- GIVEN INSTRUCTION: Copy the material below line for line, without changing a single character.

- LISTED ENTRIES:
[start]

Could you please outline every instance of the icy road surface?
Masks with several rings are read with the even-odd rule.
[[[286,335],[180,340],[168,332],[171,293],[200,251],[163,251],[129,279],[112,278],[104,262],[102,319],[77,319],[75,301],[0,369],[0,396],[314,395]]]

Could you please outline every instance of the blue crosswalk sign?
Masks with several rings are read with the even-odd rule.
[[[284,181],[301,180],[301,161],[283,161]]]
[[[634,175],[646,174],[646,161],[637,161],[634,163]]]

[end]

- THE RESPONSE:
Could you please outline every instance of the icy road surface?
Masks with several rings are read with the even-odd rule.
[[[286,335],[180,340],[168,332],[171,293],[200,251],[163,251],[129,279],[112,278],[104,262],[102,319],[77,319],[75,301],[0,369],[0,396],[314,395]]]

Could you please outline every instance of the blue crosswalk sign?
Masks with several rings are read with the even-odd rule.
[[[284,181],[301,180],[301,161],[283,161]]]
[[[634,175],[646,174],[646,161],[637,161],[634,163]]]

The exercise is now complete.